Records for the task:
::::

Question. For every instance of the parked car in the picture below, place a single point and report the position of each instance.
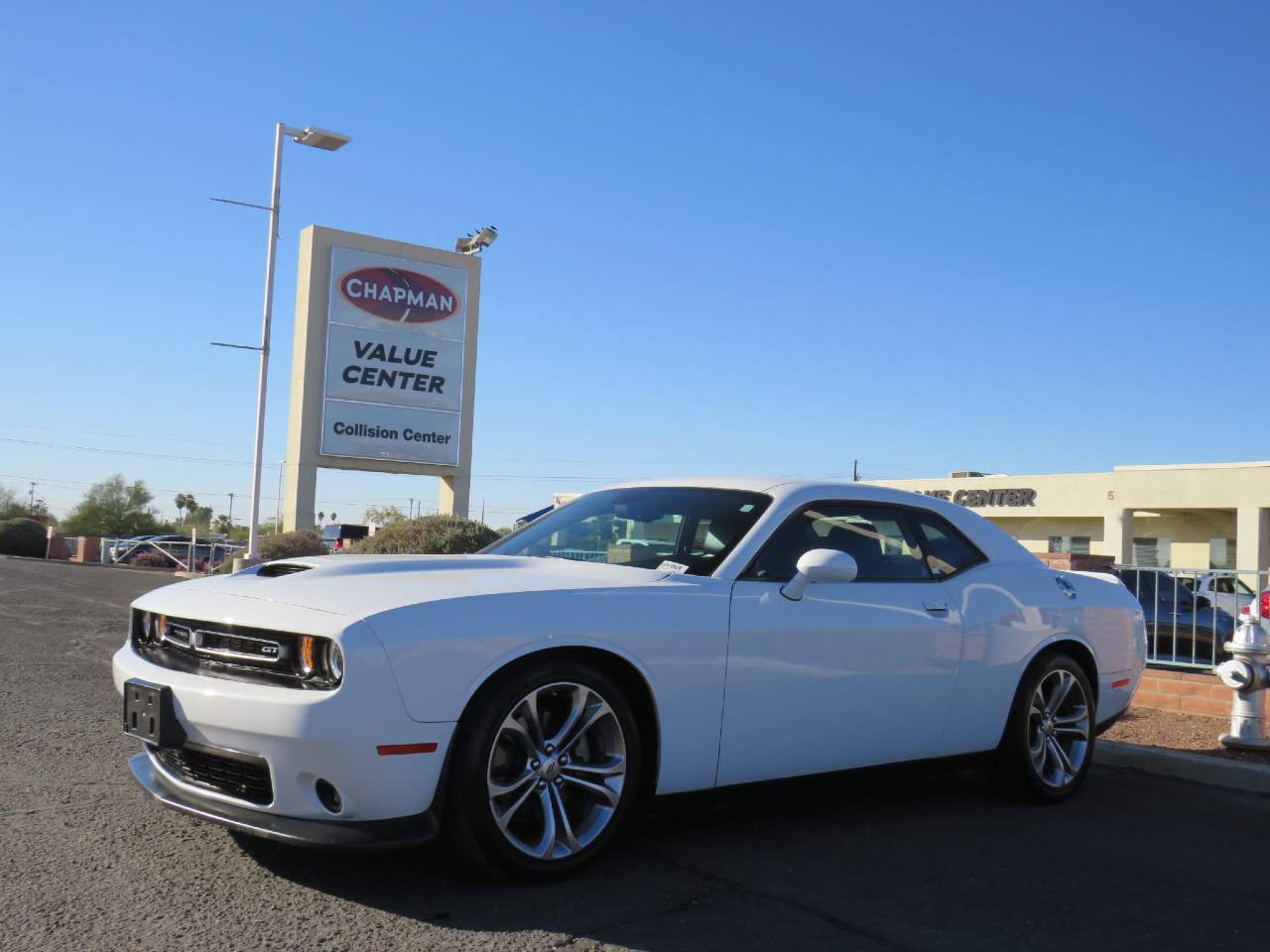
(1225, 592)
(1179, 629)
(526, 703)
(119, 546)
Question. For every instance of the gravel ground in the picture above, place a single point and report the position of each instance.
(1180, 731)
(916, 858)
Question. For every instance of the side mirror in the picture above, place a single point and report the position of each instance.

::::

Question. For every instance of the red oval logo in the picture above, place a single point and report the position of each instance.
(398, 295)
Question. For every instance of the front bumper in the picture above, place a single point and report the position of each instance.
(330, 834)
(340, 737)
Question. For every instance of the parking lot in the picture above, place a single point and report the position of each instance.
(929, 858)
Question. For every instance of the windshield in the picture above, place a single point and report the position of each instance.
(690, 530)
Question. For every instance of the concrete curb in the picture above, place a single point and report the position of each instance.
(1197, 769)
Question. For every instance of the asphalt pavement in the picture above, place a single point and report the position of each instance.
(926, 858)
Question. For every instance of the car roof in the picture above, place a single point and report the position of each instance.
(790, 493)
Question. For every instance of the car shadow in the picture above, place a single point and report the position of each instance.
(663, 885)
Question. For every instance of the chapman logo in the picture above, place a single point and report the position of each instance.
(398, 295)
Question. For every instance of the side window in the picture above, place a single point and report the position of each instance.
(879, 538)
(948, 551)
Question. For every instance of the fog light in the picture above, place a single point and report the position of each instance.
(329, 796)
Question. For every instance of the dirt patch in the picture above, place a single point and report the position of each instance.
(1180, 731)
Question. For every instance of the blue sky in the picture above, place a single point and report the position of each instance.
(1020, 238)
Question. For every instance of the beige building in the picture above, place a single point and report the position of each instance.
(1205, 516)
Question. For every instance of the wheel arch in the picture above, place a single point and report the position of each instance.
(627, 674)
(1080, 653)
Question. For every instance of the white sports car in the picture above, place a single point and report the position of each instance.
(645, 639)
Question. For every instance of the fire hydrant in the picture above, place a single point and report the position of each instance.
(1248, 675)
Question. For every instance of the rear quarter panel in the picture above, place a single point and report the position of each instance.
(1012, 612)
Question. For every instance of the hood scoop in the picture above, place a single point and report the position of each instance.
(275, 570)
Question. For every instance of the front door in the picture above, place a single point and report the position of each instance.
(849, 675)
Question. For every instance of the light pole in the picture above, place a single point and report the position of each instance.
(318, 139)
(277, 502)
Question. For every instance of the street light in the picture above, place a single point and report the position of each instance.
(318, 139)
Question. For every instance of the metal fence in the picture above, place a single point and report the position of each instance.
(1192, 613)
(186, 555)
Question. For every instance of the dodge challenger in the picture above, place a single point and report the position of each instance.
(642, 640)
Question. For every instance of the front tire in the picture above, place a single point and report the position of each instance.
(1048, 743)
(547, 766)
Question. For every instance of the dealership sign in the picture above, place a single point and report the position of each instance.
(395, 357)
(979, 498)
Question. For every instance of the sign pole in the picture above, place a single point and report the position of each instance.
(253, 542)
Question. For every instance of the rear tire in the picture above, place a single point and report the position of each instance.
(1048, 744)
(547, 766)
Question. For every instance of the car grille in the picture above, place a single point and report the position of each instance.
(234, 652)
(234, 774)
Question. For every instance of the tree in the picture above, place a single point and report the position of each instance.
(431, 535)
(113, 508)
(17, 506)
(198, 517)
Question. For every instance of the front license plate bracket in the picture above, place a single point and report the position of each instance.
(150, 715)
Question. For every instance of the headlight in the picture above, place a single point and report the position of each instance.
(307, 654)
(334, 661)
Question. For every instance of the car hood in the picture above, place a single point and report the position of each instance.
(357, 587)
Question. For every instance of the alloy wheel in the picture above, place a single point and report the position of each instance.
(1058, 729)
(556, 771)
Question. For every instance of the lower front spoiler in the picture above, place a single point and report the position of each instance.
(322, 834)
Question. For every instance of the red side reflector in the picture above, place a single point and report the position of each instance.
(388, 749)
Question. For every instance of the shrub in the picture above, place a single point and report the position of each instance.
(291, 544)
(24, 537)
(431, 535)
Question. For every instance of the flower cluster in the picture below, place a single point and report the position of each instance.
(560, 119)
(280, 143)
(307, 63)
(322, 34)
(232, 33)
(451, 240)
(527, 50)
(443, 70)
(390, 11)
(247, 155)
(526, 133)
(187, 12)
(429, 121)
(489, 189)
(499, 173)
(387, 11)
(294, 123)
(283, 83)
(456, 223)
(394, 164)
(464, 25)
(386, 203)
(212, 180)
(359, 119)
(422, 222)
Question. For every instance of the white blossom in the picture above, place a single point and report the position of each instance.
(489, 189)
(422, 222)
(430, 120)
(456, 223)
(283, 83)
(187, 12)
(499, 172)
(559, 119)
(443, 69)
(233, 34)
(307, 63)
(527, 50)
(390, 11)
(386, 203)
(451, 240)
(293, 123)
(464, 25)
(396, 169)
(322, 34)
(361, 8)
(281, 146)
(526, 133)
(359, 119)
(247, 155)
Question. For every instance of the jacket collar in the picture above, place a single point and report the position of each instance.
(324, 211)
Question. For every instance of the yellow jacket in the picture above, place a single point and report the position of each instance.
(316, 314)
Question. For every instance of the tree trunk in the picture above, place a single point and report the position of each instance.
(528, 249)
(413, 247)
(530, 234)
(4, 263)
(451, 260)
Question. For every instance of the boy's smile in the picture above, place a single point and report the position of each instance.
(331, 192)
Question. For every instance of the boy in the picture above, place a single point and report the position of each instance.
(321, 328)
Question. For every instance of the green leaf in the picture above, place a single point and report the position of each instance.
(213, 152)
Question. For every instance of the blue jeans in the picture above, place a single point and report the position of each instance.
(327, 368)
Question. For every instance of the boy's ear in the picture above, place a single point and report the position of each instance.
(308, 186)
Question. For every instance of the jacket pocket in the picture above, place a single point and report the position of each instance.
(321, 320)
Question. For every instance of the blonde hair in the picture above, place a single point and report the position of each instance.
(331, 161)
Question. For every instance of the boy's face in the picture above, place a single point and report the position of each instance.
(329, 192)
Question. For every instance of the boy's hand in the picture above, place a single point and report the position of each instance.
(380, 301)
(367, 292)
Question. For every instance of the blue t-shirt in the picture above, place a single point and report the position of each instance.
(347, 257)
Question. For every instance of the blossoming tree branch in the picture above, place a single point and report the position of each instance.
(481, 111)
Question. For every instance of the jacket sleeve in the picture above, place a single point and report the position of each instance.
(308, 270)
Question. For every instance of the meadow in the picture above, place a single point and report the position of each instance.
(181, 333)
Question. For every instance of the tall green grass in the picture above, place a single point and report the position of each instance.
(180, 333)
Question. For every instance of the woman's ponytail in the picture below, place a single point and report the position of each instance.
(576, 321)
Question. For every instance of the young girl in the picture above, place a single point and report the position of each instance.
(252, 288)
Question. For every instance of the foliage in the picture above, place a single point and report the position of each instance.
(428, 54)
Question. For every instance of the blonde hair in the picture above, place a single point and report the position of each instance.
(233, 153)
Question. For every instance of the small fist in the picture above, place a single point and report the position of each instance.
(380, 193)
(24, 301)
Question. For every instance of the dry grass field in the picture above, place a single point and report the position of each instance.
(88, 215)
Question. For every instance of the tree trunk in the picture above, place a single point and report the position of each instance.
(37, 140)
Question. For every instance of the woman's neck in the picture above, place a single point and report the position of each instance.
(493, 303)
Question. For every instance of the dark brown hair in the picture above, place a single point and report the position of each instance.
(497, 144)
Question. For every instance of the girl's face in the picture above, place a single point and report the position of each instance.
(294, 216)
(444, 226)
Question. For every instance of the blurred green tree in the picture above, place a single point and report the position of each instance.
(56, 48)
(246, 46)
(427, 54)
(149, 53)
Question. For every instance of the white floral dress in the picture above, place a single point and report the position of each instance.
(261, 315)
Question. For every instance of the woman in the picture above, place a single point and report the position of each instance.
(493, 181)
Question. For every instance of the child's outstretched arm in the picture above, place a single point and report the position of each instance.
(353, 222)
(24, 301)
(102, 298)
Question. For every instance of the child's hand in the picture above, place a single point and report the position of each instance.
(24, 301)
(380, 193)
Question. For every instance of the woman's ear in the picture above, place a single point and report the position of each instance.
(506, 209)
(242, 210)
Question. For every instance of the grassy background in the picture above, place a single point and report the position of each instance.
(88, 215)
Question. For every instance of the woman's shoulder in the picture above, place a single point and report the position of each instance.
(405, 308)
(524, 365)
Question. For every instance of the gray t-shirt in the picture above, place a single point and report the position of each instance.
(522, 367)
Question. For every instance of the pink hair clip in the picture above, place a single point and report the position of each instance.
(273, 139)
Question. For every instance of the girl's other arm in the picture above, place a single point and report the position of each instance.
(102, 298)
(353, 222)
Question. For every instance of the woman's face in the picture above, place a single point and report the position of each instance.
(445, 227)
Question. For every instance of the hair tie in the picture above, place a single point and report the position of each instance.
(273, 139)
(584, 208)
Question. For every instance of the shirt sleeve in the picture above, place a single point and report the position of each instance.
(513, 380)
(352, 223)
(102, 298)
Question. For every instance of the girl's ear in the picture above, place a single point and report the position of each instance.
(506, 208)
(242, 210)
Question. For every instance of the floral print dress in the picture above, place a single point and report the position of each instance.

::::

Written exercise: Please set down, word for word, the part of the entries above that opens with the line containing "Question. For every instance of the parked" and closes with the line containing "Question. For every instance of the side mirror", including both of those lines. Leave the pictures out of your answer.

Expected output:
Question. For every instance of the parked car in the picture below, place a single point and report the position of each instance.
(1225, 592)
(1179, 629)
(526, 703)
(119, 546)
Question. For every instance of the gravel ground in the picture above, place a single point and report the position of each instance.
(1180, 731)
(916, 858)
Question. For every instance of the side mirror in the picture above, place a single point and report the position of each instance.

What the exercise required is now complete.